— start Text excerpt —

Most people do not want Government Intervention for a number of reasons, but primarily because it just doesn’t work. The Chinese Government have implemented the worlds biggest censorship mechanism, and yet it is still bypassed by multiple users.
The Chinese, in fact, have an advantage because they have managed to convince their populace that the censorship is for their own good. Many of those who may otherwise bypass don’t purely because they believe the Government must be acting in their best interests.
It seems unlikely that this culture of faith will ever form in the UK, especially as each of us is able to read exactly what the consequences of it are in China.
Government Intervention/Regulation will also cost a lot of money, the hardware required does not come cheaply and every taxpayer (or Internet subscriber) will bear part of the cost, whether they have children or not.
A cost that will be needlessly spent on an intrusive and ineffective solution, we’ve already shown above how easily the two main mechanisms can be bypassed. We certainly don’t want the Government to give their censorship hardware the ability to read our encrypted connections as all pretence of privacy can be abandoned at that point!
The experiment with the Great Australian Firewall has shown just what a slippery slope Government mandated censorship is. The GAF was implemented to block ‘illegal’ content such as Child pornography and the more extreme adult pornography. It soon came out, however, that ministers had been misusing the system leading to the blocking of
A Queensland Dentist
A Kennel Operator
A Photographers website (all images were rated PG by the Australian rating committee)
A site relating to Euthanasia
An Encyclopedia Dramatica article titled “Aboriginal”
The IWF is the UK’s blacklist based filtering system for child-abuse material. It is voluntarily implemented by the Internet Service Providers (i.e. BT, Virgin etc) and is often held up as an example of how censorship can work.
However those who would hold the IWF as a shining light often neglect to mention it’s spotty history, or the concerns relating to due process;
The IWF reported a site to the UK Police for containing fictitious erotic material of an extreme nature, this led to the unsuccessful prosecution of the site operator (the prosecution offered no evidence)
In 2008, all UK users were blocked from editing Wikipedia articles after the IWF added a Wikipedia page to the blacklist, forcing all users to appear to originate from the same IP address. The IWF later rescinded the block (more info below).

— end Text excerpt —

- [Tasks for this exercise]
#1 According to the text on internet censorship, why do the Chinese have an advantage in making their censorship work? Answer in one to three sentences.
#2 Filter the records and keep every line that contains the string "tarpaulin". Treat matches as case-sensitive.
The text on internet censorship has no connection to the records that follow it.

— start Record extracts —

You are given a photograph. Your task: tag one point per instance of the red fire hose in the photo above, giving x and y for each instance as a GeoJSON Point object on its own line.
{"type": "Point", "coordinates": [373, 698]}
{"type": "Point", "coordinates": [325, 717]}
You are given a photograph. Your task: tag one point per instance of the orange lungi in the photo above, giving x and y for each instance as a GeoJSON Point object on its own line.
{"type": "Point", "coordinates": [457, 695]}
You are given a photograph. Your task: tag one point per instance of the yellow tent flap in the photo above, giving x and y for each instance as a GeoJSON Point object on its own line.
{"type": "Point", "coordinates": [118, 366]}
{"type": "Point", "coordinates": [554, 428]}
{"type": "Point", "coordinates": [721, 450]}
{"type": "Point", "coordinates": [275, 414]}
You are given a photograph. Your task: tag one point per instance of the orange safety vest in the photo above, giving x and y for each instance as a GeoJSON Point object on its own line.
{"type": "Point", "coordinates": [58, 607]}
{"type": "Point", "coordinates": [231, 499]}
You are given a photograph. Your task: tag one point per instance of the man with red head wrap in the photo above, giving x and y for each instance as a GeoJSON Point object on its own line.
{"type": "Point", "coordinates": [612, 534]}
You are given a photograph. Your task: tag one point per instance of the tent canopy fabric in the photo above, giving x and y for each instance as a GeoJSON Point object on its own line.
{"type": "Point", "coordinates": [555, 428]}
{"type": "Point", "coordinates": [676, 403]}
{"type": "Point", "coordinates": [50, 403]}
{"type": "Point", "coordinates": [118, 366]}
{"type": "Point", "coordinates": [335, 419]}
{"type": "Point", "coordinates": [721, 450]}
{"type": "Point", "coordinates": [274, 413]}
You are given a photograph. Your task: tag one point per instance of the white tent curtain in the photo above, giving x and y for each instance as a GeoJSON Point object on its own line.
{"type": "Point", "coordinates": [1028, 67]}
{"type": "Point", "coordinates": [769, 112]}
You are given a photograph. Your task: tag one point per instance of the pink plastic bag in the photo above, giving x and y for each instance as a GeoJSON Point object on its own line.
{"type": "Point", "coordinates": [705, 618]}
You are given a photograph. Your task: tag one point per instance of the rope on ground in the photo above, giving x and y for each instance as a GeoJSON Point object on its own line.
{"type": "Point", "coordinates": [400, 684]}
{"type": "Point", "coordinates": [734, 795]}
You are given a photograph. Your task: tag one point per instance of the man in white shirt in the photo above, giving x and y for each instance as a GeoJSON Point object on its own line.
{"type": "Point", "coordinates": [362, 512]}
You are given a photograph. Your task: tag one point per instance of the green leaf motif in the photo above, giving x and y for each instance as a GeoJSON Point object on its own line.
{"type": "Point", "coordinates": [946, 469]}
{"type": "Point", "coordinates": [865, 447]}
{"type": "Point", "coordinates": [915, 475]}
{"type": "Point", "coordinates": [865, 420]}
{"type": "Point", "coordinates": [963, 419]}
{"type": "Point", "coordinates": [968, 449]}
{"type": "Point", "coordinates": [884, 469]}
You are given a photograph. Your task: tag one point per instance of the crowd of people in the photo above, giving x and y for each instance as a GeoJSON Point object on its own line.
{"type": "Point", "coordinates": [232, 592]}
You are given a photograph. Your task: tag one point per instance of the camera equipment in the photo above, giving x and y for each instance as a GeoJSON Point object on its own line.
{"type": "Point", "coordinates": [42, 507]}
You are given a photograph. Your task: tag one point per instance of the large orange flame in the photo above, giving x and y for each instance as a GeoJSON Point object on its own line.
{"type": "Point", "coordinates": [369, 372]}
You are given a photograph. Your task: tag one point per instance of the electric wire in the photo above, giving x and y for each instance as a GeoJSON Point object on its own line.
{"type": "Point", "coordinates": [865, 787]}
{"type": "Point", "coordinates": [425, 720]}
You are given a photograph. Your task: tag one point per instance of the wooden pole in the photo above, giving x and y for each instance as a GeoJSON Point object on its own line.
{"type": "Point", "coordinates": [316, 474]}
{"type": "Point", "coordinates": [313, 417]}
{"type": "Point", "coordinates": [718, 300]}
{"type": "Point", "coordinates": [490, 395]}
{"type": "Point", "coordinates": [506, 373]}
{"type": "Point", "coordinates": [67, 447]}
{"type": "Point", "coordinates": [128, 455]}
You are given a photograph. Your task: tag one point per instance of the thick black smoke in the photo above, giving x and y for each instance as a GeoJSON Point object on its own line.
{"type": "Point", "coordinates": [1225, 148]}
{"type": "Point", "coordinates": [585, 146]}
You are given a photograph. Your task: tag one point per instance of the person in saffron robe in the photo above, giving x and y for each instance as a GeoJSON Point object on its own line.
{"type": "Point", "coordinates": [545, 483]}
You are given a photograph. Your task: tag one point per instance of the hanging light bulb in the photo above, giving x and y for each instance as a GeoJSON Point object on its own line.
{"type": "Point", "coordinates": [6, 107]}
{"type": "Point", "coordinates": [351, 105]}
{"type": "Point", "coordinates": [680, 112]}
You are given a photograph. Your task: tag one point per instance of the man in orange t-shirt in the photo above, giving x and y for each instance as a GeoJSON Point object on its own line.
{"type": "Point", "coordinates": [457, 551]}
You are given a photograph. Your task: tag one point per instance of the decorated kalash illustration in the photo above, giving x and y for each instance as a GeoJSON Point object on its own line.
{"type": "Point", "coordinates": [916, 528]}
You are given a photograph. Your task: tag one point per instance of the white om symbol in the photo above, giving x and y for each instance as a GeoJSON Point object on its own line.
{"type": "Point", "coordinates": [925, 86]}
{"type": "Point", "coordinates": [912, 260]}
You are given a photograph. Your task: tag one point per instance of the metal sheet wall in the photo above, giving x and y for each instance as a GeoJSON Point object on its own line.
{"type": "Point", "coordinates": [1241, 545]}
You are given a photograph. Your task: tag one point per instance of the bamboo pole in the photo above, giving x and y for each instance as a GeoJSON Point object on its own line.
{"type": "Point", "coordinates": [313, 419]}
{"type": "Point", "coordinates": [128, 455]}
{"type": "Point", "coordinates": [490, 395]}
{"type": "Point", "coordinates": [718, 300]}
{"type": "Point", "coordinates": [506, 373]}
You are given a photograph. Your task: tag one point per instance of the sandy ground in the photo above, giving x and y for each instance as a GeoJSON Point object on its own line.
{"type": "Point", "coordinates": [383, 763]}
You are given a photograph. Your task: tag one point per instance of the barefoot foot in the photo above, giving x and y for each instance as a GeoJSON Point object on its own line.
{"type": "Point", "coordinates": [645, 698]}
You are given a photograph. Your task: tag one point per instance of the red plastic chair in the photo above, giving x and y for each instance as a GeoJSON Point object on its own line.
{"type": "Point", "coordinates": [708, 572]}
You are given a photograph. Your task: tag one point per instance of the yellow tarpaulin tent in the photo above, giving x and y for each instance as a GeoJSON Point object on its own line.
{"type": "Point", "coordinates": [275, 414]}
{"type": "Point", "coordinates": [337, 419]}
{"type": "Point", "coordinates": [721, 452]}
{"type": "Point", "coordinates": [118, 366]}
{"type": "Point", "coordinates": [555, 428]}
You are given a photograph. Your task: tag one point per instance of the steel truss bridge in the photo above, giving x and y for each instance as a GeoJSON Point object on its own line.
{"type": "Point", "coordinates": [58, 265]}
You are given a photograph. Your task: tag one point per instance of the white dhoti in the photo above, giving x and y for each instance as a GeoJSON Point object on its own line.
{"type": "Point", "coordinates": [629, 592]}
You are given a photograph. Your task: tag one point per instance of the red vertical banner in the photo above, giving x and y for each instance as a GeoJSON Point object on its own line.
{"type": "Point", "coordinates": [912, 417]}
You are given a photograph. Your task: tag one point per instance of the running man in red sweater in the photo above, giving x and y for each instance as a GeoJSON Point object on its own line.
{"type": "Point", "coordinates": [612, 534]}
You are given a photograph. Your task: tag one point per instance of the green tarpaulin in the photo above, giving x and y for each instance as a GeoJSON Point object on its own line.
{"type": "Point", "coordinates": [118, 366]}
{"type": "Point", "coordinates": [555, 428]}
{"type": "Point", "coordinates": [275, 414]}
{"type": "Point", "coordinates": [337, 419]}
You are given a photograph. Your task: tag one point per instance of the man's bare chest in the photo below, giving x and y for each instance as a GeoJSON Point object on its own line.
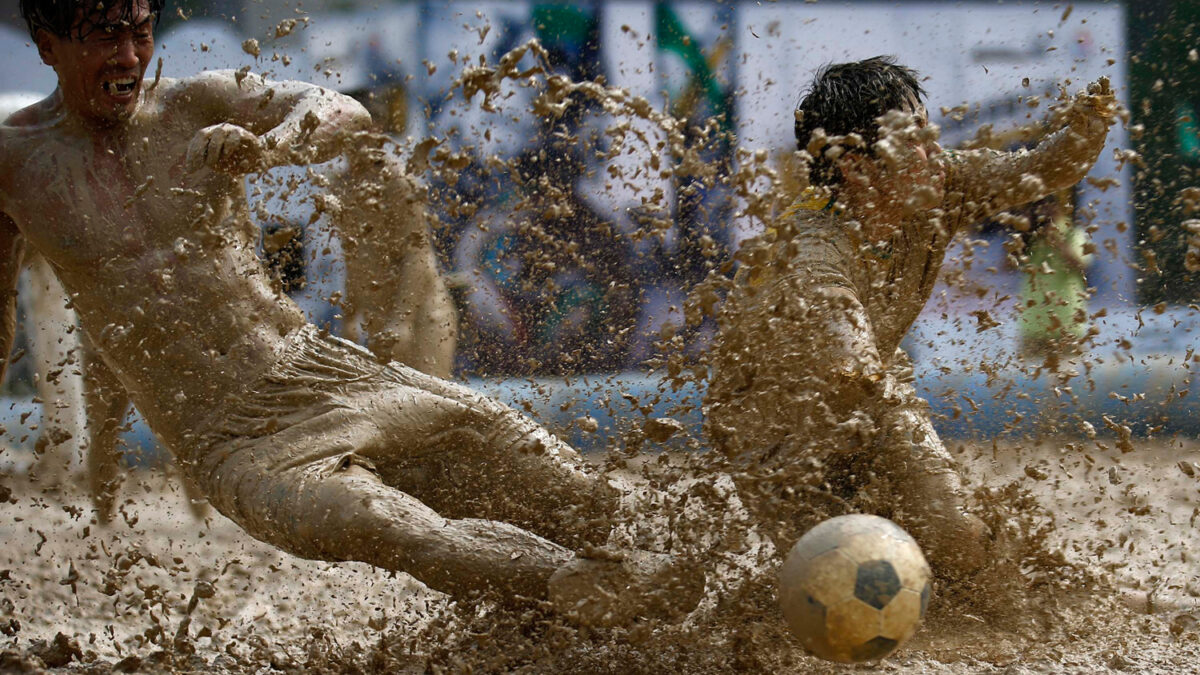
{"type": "Point", "coordinates": [100, 205]}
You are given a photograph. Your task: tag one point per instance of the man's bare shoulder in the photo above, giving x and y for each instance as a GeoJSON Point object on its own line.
{"type": "Point", "coordinates": [34, 115]}
{"type": "Point", "coordinates": [209, 85]}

— end Record extracts —

- [The answers]
#1 They have convinced their population that the censorship is for their own good. As a result, many people who might otherwise bypass it don't, because they believe the Government must be acting in their best interests.

#2
You are given a photograph. Your task: tag one point per instance of the yellow tarpaulin tent in the photo above, giving x and y for each instance as a GeoJSON Point object on its own line.
You are given a photograph. Your task: tag one point per instance of the green tarpaulin in the photo above, giving x and y for each instance as a GeoJSON Point object on its own line.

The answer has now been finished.